#### CONSIGNES DE L'EXERCICE
Reproduisez tel quel le passage des enregistrements qui commence à la ligne contenant « opposite leaf in the photo above. » et s'arrête après la dernière ligne des enregistrements.

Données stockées
-*-*-
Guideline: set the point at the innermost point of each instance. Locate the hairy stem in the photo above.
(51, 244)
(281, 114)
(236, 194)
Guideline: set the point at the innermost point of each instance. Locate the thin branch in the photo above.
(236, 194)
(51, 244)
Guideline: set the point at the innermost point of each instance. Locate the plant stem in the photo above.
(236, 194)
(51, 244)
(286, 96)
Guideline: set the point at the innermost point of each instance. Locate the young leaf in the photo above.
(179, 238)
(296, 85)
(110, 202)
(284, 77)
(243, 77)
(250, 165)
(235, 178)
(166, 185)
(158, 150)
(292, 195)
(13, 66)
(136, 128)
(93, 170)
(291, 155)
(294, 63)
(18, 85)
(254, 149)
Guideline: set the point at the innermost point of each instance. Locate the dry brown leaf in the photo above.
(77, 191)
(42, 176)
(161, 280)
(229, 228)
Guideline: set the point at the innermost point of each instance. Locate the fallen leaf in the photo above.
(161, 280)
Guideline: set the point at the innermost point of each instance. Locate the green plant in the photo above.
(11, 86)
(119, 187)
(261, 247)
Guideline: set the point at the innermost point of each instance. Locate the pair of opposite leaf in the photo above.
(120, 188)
-*-*-
#### RÉPONSE COMPLÈTE
Guideline: set the point at the innermost point of each instance. Locate the pair of opposite leaf in the photo above.
(120, 188)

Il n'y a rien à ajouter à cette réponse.